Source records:

++++++++

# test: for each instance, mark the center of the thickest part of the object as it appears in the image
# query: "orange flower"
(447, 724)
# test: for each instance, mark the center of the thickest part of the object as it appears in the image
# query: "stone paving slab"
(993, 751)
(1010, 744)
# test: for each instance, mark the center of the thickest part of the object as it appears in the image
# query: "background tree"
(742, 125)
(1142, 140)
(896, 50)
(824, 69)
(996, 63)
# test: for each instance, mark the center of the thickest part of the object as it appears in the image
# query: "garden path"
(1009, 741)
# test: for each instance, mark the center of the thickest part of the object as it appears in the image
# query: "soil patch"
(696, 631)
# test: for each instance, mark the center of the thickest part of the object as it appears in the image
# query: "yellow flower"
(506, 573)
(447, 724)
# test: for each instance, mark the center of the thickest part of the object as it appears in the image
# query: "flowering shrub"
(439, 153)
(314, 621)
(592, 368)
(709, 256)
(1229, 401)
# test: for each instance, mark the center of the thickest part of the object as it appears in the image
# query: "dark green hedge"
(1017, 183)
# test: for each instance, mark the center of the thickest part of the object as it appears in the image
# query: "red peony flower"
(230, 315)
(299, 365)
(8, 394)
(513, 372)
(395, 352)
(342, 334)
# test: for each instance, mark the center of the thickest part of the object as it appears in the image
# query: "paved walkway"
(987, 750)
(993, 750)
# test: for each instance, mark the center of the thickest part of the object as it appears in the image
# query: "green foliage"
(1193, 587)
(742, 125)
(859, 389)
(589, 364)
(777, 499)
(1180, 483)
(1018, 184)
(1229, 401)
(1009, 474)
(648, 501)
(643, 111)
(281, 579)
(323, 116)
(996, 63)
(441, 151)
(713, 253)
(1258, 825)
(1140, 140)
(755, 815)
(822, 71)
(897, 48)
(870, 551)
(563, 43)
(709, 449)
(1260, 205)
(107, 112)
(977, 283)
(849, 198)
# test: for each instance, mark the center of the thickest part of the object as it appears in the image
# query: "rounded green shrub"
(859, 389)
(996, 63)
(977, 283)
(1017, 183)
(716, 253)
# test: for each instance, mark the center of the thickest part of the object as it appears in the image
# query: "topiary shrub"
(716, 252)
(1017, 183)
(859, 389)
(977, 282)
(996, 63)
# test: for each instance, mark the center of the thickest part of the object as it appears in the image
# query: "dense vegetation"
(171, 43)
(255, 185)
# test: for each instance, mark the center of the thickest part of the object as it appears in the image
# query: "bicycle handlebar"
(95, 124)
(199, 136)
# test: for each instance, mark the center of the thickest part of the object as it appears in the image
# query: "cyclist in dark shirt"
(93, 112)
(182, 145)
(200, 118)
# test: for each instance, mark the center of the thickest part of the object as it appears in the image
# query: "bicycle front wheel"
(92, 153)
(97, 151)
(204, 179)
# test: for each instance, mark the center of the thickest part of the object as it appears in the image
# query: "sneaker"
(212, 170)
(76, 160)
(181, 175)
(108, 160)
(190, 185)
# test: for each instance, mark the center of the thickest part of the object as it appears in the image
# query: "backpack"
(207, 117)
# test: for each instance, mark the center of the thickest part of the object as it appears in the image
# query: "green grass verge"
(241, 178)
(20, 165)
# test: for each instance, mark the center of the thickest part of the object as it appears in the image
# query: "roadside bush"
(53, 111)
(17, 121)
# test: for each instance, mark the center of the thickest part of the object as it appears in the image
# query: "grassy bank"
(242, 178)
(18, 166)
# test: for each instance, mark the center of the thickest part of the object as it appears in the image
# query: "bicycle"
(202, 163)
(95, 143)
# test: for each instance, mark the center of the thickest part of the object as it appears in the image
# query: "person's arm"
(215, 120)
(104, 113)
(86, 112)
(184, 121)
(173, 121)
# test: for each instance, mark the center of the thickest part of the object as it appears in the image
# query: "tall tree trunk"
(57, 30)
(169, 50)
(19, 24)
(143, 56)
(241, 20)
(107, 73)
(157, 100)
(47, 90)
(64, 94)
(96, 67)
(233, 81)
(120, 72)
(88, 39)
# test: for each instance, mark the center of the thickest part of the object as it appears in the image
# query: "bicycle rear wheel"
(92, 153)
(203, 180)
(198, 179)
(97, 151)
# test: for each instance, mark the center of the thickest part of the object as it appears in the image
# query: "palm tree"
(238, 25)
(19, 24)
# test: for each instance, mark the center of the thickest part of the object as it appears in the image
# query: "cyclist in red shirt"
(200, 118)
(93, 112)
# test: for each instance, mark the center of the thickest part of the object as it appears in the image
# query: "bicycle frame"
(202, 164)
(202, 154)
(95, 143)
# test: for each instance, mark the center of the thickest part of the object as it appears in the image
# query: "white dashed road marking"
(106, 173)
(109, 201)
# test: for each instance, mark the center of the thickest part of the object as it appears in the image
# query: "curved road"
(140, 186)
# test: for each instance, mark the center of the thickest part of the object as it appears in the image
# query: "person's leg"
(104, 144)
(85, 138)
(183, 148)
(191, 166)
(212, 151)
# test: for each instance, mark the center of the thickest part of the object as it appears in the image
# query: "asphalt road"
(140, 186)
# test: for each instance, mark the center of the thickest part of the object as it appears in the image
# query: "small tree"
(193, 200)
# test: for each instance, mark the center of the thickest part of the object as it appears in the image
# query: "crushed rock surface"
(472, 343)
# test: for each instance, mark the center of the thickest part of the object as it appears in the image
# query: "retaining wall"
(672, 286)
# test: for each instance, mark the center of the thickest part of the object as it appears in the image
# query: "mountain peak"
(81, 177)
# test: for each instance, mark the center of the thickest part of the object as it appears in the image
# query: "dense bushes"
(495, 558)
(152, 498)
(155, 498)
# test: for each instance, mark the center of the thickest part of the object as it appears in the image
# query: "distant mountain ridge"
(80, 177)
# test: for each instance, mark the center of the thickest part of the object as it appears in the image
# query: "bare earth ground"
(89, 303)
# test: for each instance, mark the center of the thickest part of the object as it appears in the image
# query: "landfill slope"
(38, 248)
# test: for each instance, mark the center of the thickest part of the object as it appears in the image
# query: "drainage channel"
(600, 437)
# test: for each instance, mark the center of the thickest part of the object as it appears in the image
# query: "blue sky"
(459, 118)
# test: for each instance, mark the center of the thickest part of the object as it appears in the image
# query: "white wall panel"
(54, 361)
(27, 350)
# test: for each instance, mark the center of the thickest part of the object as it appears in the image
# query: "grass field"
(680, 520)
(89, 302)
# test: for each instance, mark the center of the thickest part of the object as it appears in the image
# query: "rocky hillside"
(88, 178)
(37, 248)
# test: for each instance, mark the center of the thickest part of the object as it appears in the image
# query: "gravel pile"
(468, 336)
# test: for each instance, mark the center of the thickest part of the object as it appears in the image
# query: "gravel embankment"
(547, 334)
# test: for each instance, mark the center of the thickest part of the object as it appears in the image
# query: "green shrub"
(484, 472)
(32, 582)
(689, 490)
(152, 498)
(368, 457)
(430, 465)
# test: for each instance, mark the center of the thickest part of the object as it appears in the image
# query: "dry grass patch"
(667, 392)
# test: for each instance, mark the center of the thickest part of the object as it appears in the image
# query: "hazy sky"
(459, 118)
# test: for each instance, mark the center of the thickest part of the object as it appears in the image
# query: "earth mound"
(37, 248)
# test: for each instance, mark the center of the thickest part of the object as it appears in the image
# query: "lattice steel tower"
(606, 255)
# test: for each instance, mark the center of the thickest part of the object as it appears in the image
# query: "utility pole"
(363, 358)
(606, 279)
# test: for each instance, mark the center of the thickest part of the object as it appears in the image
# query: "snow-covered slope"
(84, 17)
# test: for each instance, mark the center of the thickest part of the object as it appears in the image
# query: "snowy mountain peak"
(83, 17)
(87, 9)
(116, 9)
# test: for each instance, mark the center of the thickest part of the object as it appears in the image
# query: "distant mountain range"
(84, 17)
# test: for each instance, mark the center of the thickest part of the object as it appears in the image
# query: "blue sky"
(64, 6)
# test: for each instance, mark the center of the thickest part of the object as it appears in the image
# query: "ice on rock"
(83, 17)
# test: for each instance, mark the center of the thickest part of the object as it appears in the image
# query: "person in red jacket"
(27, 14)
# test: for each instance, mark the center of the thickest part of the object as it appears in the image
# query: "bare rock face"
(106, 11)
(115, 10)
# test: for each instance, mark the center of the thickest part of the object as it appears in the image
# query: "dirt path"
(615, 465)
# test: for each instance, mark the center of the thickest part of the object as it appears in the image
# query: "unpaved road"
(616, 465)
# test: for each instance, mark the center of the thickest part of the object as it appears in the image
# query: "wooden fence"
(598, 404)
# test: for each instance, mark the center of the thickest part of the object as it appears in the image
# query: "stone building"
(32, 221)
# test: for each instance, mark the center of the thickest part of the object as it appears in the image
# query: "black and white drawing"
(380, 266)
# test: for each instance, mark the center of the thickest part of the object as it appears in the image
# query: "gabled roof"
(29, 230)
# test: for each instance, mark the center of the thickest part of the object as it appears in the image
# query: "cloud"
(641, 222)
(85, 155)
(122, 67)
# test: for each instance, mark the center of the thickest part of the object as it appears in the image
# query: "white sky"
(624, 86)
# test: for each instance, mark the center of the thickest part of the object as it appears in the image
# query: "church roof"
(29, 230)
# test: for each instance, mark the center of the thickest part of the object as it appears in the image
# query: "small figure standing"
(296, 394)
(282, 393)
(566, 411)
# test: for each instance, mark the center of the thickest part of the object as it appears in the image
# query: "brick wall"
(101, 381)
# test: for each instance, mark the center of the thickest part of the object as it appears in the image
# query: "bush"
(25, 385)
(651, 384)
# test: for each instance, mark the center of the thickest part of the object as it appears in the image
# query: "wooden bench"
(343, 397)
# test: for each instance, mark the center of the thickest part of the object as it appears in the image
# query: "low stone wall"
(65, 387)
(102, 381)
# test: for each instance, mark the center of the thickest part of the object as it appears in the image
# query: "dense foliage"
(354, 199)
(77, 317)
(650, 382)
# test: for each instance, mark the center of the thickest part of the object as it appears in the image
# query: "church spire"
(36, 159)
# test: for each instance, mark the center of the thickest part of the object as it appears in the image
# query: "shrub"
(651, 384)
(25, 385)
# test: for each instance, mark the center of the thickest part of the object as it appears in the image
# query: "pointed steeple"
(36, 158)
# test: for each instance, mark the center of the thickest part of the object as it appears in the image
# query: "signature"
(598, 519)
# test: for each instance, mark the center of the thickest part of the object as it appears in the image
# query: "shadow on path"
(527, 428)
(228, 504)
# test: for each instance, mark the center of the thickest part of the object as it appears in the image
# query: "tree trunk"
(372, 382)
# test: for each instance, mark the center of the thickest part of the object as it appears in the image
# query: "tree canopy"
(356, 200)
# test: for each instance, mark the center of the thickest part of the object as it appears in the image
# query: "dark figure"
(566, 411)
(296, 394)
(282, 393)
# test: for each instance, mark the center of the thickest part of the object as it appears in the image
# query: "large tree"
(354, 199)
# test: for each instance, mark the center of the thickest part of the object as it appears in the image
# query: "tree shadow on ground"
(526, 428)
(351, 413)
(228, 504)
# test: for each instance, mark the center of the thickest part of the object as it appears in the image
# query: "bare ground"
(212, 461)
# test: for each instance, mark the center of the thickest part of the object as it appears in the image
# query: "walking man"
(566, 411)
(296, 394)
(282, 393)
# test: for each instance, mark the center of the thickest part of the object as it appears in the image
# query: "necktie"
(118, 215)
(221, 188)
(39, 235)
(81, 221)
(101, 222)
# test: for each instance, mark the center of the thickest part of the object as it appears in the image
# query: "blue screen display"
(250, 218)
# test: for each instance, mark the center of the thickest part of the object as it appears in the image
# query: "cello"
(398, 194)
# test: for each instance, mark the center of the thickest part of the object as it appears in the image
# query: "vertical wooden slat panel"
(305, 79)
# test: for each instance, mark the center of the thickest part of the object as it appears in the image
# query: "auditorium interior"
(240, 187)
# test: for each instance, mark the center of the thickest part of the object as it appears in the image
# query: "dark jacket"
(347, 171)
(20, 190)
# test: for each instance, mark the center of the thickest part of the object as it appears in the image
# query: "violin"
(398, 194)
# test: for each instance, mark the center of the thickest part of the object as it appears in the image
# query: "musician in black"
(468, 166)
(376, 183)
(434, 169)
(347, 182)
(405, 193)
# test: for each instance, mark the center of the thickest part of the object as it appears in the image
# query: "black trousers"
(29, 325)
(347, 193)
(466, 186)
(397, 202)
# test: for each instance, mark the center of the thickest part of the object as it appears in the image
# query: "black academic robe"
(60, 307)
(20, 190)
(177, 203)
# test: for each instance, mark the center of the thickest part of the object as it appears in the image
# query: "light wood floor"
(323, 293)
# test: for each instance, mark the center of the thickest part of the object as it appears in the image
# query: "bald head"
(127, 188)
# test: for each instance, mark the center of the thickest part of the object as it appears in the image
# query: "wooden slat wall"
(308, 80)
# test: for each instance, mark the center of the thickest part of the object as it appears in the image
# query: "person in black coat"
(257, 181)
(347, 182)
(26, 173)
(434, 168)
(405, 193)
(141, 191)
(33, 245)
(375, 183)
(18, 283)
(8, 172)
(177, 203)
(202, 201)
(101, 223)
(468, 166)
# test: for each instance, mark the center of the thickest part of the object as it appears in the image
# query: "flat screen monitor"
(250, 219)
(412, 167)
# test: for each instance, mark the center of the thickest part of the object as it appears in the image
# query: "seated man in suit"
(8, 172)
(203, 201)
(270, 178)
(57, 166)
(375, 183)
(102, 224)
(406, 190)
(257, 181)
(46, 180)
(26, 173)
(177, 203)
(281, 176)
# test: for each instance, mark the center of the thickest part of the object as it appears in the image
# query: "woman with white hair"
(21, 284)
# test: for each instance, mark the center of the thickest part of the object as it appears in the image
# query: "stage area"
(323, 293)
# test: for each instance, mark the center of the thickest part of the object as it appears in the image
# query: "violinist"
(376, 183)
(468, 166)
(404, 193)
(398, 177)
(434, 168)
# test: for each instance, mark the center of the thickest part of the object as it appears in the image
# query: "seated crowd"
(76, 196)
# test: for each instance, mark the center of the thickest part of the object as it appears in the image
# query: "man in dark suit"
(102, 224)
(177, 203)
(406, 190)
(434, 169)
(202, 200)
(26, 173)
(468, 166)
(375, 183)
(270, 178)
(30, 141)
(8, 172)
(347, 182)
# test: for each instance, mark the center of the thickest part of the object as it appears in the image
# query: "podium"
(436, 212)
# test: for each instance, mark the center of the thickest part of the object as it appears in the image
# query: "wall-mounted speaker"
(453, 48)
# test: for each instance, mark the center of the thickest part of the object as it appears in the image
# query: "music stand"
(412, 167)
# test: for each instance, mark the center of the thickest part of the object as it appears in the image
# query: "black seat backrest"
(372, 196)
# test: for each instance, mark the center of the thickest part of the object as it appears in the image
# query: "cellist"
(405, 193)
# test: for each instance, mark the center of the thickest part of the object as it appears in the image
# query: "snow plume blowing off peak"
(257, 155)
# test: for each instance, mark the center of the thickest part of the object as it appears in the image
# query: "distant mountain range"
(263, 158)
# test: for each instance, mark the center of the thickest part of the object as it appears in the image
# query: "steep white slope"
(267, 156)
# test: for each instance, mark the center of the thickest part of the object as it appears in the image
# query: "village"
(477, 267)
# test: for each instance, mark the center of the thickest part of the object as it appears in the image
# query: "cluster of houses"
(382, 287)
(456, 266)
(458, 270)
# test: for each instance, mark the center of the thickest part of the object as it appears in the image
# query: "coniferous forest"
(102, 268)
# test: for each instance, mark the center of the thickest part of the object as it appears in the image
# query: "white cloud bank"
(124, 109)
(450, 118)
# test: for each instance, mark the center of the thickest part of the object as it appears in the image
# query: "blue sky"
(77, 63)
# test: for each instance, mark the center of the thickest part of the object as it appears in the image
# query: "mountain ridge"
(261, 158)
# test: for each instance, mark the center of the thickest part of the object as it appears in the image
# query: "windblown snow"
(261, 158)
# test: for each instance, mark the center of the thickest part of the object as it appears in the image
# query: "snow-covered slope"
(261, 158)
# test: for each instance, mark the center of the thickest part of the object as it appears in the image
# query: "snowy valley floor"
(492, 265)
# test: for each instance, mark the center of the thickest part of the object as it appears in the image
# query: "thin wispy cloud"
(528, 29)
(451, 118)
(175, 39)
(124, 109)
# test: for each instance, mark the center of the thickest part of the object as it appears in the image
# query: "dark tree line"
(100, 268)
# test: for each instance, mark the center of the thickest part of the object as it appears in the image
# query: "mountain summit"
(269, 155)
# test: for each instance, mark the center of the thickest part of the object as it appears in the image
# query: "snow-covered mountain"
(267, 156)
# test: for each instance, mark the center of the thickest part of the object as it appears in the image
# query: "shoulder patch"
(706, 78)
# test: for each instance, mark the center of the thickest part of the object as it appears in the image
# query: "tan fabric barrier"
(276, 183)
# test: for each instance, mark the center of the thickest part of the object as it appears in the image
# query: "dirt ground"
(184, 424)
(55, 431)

++++++++

What is needed: List every line of the records above that contains the word "wooden". Letter case counts.

Output of the exercise:
# query: "wooden fence"
# query: "wooden bench"
# query: "vertical wooden slat panel"
# query: "wooden slat wall"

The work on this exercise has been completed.